INSTRUCTIONS FOR THE TASK: Your copy of the data should match it exactly, except that the pictures are gone.

..............................

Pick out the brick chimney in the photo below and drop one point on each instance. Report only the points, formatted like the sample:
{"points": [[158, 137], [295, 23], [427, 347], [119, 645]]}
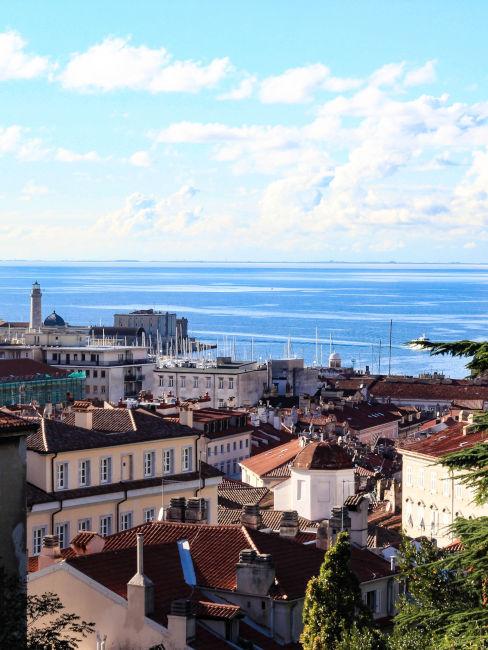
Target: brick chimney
{"points": [[196, 511], [181, 623], [177, 509], [140, 589], [251, 516], [50, 552], [84, 418], [255, 573], [186, 414], [289, 524]]}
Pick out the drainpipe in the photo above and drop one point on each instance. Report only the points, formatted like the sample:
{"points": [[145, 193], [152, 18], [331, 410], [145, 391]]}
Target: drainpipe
{"points": [[117, 509]]}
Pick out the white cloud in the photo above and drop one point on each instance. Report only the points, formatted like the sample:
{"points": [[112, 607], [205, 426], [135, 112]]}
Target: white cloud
{"points": [[424, 75], [115, 64], [298, 85], [15, 63], [244, 90], [140, 159]]}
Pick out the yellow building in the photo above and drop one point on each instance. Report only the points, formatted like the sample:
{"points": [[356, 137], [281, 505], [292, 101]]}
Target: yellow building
{"points": [[108, 470]]}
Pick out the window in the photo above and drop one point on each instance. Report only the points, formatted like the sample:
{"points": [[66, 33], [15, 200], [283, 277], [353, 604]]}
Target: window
{"points": [[421, 478], [61, 476], [433, 482], [149, 458], [409, 476], [125, 520], [106, 525], [106, 470], [61, 530], [372, 600], [38, 534], [84, 473], [186, 459], [168, 461], [299, 489], [446, 487]]}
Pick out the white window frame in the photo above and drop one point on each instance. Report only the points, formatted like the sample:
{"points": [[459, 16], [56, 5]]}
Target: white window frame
{"points": [[105, 470], [105, 525], [84, 472], [126, 520], [62, 475], [61, 529], [84, 524], [186, 458], [149, 463], [168, 461], [38, 534]]}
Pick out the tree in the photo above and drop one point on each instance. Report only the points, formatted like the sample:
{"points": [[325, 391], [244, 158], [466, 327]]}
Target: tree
{"points": [[477, 350], [333, 600], [48, 626]]}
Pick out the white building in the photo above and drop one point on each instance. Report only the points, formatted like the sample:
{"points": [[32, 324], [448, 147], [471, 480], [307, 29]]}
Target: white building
{"points": [[226, 382], [432, 497], [321, 477]]}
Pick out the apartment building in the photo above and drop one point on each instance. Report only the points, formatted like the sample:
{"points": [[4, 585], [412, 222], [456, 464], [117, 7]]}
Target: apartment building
{"points": [[226, 437], [113, 372], [108, 470], [432, 497], [227, 382]]}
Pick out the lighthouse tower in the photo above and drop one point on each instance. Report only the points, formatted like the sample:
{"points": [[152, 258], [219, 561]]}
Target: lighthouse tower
{"points": [[36, 307]]}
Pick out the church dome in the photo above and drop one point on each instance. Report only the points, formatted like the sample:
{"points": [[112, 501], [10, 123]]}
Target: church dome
{"points": [[54, 320], [322, 455]]}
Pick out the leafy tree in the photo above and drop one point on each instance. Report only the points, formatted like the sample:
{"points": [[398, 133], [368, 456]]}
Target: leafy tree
{"points": [[333, 600], [48, 626], [477, 350]]}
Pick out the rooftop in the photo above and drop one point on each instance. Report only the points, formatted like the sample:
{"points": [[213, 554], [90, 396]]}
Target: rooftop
{"points": [[450, 439]]}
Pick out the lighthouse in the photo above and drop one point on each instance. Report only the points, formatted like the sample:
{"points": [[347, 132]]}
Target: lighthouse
{"points": [[36, 307]]}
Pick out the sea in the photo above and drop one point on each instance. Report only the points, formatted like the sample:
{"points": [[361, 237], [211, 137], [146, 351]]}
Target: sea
{"points": [[275, 309]]}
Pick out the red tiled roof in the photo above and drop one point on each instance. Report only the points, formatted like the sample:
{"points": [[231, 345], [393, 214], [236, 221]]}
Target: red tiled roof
{"points": [[273, 458], [445, 442], [322, 455]]}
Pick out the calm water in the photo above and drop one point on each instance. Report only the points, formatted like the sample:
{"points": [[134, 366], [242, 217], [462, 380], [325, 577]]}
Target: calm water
{"points": [[352, 303]]}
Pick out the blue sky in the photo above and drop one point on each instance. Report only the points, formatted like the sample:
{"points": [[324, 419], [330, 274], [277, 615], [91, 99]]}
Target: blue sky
{"points": [[244, 131]]}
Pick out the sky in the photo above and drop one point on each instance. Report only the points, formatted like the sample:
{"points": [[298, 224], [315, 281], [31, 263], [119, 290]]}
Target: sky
{"points": [[254, 131]]}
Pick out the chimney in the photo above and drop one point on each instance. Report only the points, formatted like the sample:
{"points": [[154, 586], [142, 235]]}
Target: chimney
{"points": [[140, 589], [255, 573], [186, 415], [181, 623], [251, 516], [289, 524], [196, 511], [358, 515], [50, 552], [177, 509], [84, 418]]}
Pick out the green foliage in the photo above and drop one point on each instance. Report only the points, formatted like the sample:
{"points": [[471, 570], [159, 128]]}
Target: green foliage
{"points": [[48, 626], [478, 351], [333, 602]]}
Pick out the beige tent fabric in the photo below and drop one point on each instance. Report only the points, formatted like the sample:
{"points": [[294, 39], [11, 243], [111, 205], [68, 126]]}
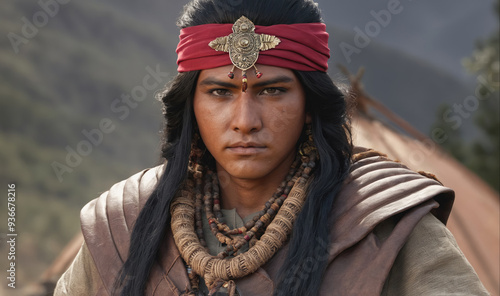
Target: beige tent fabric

..............................

COMPLETED EXERCISE:
Pick out the brick chimney in the photo below and drop one point on each instance. Report only the points, formatted like the sample:
{"points": [[158, 137], [295, 23], [427, 347], [119, 645]]}
Target: brick chimney
{"points": [[196, 511], [181, 623], [177, 509], [140, 589], [251, 516], [50, 552], [84, 418], [255, 573], [186, 414], [289, 524]]}
Pick out the drainpipe in the photo above and drop one point on each instance. Report only the points, formatted like the sample:
{"points": [[145, 193], [152, 18], [331, 410], [145, 391]]}
Target: drainpipe
{"points": [[117, 509]]}
Pick out the white cloud in the photo above and drop one point on each instance. Report only the points, formatted like the sample:
{"points": [[112, 607], [205, 426], [135, 112]]}
Target: white cloud
{"points": [[424, 75], [115, 64], [298, 85], [15, 63], [244, 90], [140, 159]]}
Pick out the yellow building in the photo above and drop one point on each instance. Report only the points, formatted like the sample:
{"points": [[356, 137], [281, 505], [292, 101]]}
Target: yellow building
{"points": [[108, 470]]}
Pick out the window in the photo above and drop one point on each instance. Report only the points, formatted like the sample:
{"points": [[66, 33], [15, 200], [283, 277], [353, 604]]}
Target: window
{"points": [[421, 478], [61, 476], [433, 482], [149, 458], [409, 476], [125, 520], [106, 525], [106, 470], [61, 530], [372, 600], [38, 534], [84, 473], [186, 459], [168, 461], [299, 489], [446, 487]]}
Pick out the white window frame in the photo above and drop one point on each instance. Report only the points, formatted like the sample:
{"points": [[459, 16], [56, 5]]}
Target: white window frame
{"points": [[105, 470], [105, 525], [84, 472], [126, 520], [62, 475], [61, 529], [84, 524], [186, 458], [149, 463], [168, 461], [38, 534]]}
Pick out the tree in the photo above and drop one point on each instance. Report only the points, formatted like the sample:
{"points": [[325, 391], [244, 158], [466, 327]]}
Target: tree
{"points": [[477, 350], [333, 600], [48, 626]]}
Pick out the white building in the photo above and drop one point on each instance. Report only the points, formatted like the sample:
{"points": [[32, 324], [448, 147], [471, 480], [307, 29]]}
Target: white building
{"points": [[226, 382], [432, 497], [321, 477]]}
Pick out the apartment building in the photo above and drop one point on each instance. Report only the points, formatted like the sample:
{"points": [[4, 585], [412, 222], [456, 464], [117, 7]]}
Target: apartment building
{"points": [[226, 437], [113, 372], [108, 470], [432, 497], [227, 382]]}
Pick out the lighthouse tower in the photo above and drop one point on each instance. Report only the points, formatted like the sample:
{"points": [[152, 258], [219, 561]]}
Target: lighthouse tower
{"points": [[36, 307]]}
Pick out the church dome in the photo above and drop one point on each instance. Report only the points, formatted like the sample:
{"points": [[112, 501], [10, 123]]}
Target: church dome
{"points": [[54, 320], [322, 455]]}
Pick out the leafy tree in the photo above and drop one point on each instance. Report only the points, formatted like the sample:
{"points": [[398, 133], [368, 456]]}
Target: leafy tree
{"points": [[333, 600], [48, 626], [477, 350]]}
Pick out the rooftop in the photo above and drop one point on each instance. Report only the points, formatted like the sample:
{"points": [[213, 554], [90, 396]]}
Target: rooftop
{"points": [[450, 439]]}
Pick out the lighthouse in the photo above and drop one point on each instance. Report only the points, formatted like the sample:
{"points": [[347, 132]]}
Target: lighthouse
{"points": [[36, 307]]}
Pick out the sea in the photo above and drop one point on each instance. Report only the points, formatted like the sample:
{"points": [[361, 237], [211, 137], [146, 351]]}
Target: sea
{"points": [[275, 309]]}
Pick out the red tiled roof in the photo above and drop one point on each instance. Report only the points, formatted like the sample:
{"points": [[231, 345], [393, 214], [236, 221]]}
Target: red tiled roof
{"points": [[273, 458], [445, 442], [322, 455]]}
Pick out the calm water in the photo above and drop one point on each instance. Report only the points, formatted like the sample:
{"points": [[134, 366], [242, 217], [462, 380], [325, 577]]}
Target: calm water
{"points": [[352, 303]]}
Pick out the blue sky in the photo above and drop one point on each instance. Report only the points, formatted like the sample:
{"points": [[324, 419], [330, 274], [277, 615], [91, 99]]}
Target: blue sky
{"points": [[244, 131]]}
Pick out the sky in the photo above and drop one point on each instance. Report only the points, formatted like the sample:
{"points": [[298, 224], [315, 281], [31, 263], [119, 290]]}
Target: sky
{"points": [[254, 131]]}
Pick out the chimney in the photo above and drop one point on each instance. Report only the points, formatted like the sample:
{"points": [[154, 586], [142, 235]]}
Target: chimney
{"points": [[140, 589], [255, 573], [186, 415], [181, 623], [251, 516], [289, 524], [196, 511], [358, 515], [50, 552], [177, 509], [84, 418]]}
Pick out the green foliage in the photo above and drop one point on each instance. Report only the points, formatted like the sample:
{"points": [[471, 570], [159, 128]]}
Target: green foliage
{"points": [[48, 626], [478, 351], [333, 602]]}
Pick out the beige tent fabric in the photo below and drop one point on each instance. Report only the points, formatted like the sample:
{"points": [[294, 39], [11, 243], [111, 205], [68, 126]]}
Target: beige tent fabric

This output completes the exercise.